**Task statement**
Copy every one of the records below word for word.

**Information given**

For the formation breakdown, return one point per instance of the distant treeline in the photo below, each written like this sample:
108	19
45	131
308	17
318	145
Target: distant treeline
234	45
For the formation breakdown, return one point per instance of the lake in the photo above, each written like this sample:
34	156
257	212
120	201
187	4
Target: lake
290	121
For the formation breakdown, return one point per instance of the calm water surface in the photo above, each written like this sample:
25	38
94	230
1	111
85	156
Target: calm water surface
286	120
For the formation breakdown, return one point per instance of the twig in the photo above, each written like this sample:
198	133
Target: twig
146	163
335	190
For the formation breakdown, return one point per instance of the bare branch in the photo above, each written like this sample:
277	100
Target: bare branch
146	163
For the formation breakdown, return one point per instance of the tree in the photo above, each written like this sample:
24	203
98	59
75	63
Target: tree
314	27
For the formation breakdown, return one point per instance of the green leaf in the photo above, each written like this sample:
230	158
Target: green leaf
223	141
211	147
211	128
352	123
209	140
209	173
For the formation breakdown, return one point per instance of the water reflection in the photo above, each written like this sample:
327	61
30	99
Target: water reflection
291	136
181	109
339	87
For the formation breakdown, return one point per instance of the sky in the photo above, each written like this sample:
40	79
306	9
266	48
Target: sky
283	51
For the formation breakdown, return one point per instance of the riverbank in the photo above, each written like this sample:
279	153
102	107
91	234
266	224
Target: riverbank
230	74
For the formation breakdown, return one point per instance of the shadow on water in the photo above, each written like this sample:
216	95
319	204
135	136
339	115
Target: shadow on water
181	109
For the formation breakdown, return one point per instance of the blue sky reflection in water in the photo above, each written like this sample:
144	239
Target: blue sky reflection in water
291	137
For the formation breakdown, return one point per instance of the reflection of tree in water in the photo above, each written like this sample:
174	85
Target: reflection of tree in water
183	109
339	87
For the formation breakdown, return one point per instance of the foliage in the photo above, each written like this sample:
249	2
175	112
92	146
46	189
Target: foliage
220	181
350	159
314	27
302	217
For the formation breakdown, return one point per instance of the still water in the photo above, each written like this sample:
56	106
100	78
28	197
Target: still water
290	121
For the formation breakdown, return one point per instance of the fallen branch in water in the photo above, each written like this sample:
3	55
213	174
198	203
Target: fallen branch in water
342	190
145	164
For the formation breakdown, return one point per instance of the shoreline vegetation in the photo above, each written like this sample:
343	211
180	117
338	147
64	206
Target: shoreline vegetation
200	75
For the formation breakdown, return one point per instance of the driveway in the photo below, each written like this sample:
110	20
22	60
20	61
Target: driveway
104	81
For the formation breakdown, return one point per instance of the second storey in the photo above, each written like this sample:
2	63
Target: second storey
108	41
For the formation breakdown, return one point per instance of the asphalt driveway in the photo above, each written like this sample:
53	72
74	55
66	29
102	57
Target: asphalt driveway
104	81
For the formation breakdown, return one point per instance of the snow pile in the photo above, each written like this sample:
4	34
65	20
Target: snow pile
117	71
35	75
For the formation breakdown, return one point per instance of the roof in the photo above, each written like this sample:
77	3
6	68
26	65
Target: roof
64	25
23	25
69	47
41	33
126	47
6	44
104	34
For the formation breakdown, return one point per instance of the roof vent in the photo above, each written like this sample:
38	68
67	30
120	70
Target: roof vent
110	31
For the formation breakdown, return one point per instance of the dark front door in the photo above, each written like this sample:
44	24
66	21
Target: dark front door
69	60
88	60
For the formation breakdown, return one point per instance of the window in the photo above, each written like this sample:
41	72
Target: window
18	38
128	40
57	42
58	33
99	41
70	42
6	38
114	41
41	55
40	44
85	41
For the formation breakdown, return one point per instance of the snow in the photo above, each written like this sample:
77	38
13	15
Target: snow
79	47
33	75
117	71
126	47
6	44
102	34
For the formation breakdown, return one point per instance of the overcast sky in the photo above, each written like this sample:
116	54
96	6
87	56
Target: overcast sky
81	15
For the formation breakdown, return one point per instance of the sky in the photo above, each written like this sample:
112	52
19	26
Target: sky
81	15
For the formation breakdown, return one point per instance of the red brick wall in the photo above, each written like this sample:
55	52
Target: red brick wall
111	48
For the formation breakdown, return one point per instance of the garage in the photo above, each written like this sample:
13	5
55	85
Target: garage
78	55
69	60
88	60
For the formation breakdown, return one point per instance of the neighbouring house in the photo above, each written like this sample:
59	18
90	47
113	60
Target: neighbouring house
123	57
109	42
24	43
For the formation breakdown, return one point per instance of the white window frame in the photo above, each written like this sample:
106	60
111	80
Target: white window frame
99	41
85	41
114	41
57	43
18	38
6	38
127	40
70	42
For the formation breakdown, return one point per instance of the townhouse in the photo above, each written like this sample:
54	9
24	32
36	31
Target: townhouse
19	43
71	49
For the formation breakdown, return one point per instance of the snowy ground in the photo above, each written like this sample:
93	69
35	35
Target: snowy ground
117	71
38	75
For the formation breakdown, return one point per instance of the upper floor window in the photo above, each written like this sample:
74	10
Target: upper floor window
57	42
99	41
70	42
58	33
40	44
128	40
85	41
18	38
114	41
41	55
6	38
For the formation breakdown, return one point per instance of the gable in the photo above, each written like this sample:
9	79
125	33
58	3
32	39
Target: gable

**Response**
For the formation breakdown, return one point per instance of the distant treeline in the photo below, each written like this sample:
108	19
45	131
308	17
318	145
Target: distant treeline
234	45
For the formation breakdown, return one point per instance of the lake in the photo above, each written like this sample:
34	156
257	212
120	201
187	4
Target: lake
290	121
For the formation breakdown, return one point per instance of the calm water surface in the photo above, each written like this sample:
25	38
94	230
1	111
85	156
Target: calm water surface
286	120
For the formation breakdown, return one point per instance of the twig in the photo above, each written like this sample:
198	133
Target: twig
146	163
335	190
For the formation breakdown, return one point per instance of the bare branch in the photo above, each written like this sample:
277	100
Target: bare branch
146	163
For the formation breakdown, return one point per instance of the tree in the photo above, each written like this sample:
24	203
98	59
75	63
Target: tree
314	27
For the formation breakdown, return one point per instance of the green leaf in the photo above, each written like this sample:
230	158
Target: green leaf
223	141
211	147
211	128
352	123
209	140
209	173
For the formation breakdown, return one point per instance of the water reflection in the photo above, each written like this sample:
327	61
30	99
Target: water reflection
291	136
181	109
339	87
For the formation breakdown, return one point per instance of the sky in the photo above, each written like this sample:
40	79
306	9
266	48
Target: sky
283	51
For the formation breakdown, return one point per instance of the riverbank in the photo above, each written like this sample:
279	153
102	107
91	234
266	224
Target: riverbank
230	74
For the formation breakdown, return one point per instance of the shadow on water in the photo above, each written like this sample:
216	95
319	204
135	136
339	115
Target: shadow on water
181	109
For the formation breakdown, return one point per instance of the blue sky reflection in water in the photo above, each written like this sample:
144	239
Target: blue sky reflection in water
291	137
For the formation breakdown, return one point per instance of the reflection of tree in water in the photo above, each written like this sample:
174	85
Target: reflection of tree in water
183	109
339	87
For the formation breakdown, return one point per instance of the foliage in the photo above, each written like this sample:
249	2
175	112
92	146
46	189
Target: foliage
220	181
350	159
314	27
302	217
For the formation breakdown, return one point per instance of the still water in the photo above, each written like this sample:
56	106
100	78
28	197
Target: still water
290	121
For the formation breakdown, return one point per instance of the fallen branch in water in the photo above, each written like this sample:
3	55
213	174
198	203
Target: fallen branch in water
342	190
145	164
For the formation breakdown, return one point per instance of the shoreline vegetation in the photo above, each written like this sample:
343	211
180	117
338	147
64	206
Target: shoreline vegetation
200	75
For the formation breakdown, return one point per instance of the driveway in the photo below, each written like this sample:
110	20
22	60
20	61
Target: driveway
104	81
For the formation breakdown, return one point per instance of the second storey in the photo above, each written like this sample:
2	63
Target: second storey
108	41
For the formation breakdown, return one point per instance of the asphalt driveway in the photo above, each written like this sample:
53	72
74	55
66	29
102	57
Target: asphalt driveway
104	81
For the formation breakdown, return one point per instance of the snow pile in the photo above, each written like this sample:
4	34
65	20
Target: snow pile
117	71
35	75
For the formation breakdown, return one point per instance of the roof in the photo above, each written like this sample:
77	3
6	68
26	65
Target: roof
64	25
23	25
69	47
41	33
126	47
6	44
104	34
For the formation breakdown, return one point per instance of the roof vent in the photo above, each written like this sample:
38	68
67	30
120	70
Target: roof vent
110	31
For the formation breakdown, return one point per instance of the dark front door in the photo above, each written like this sample:
44	24
66	21
Target: dark front door
69	60
88	60
For the formation breakdown, return one point per instance of the window in the photo above, each written like this sample:
41	72
Target: window
18	38
128	40
57	42
58	33
99	41
70	42
6	38
114	41
41	55
40	44
85	41
For the formation breakdown, return one point per instance of the snow in the photo above, each written like this sample:
77	38
13	15
Target: snow
79	47
33	75
117	71
126	47
6	44
102	34
For the formation breakdown, return one point per instance of the overcast sky in the photo above, each written like this sample:
116	54
96	6
87	56
Target: overcast sky
81	15
For the formation breakdown, return one point per instance of the sky in the photo above, each written like this sample:
112	52
19	26
Target: sky
81	15
For the formation breakdown, return one point per instance of the red brick wall in the photo above, each written like this sample:
55	52
Target: red brick wall
111	48
For the formation breakdown, return one point per instance of the garage in the photo above, each written like this sample:
13	5
55	85
Target: garage
78	55
69	60
88	60
For the formation breakdown, return one point per instance of the neighbouring house in the photo above, each written like this sample:
59	18
90	47
113	60
Target: neighbouring house
123	57
109	42
24	43
For the formation breakdown, return one point per instance of the white window frame in the photo above, each written like this sample:
106	60
111	80
Target: white window frame
99	41
85	41
114	41
57	43
18	38
6	38
127	40
70	42
For the formation breakdown, return one point per instance of the townhouse in the photo above, each written like this sample:
54	9
24	32
36	31
Target: townhouse
19	43
71	49
For the formation breakdown, return one point per instance of the snowy ground in the photo above, each written like this sample:
93	69
35	35
Target: snowy ground
117	71
38	75
For the formation breakdown, return one point per instance of the upper floor window in the photo above, each written like this sample:
74	10
Target: upper floor window
57	42
99	41
70	42
58	33
40	44
128	40
85	41
18	38
114	41
41	55
6	38
For the formation breakdown, return one point per instance of the gable in the photo above, each written like this sample:
9	79
125	33
58	3
32	39
Target: gable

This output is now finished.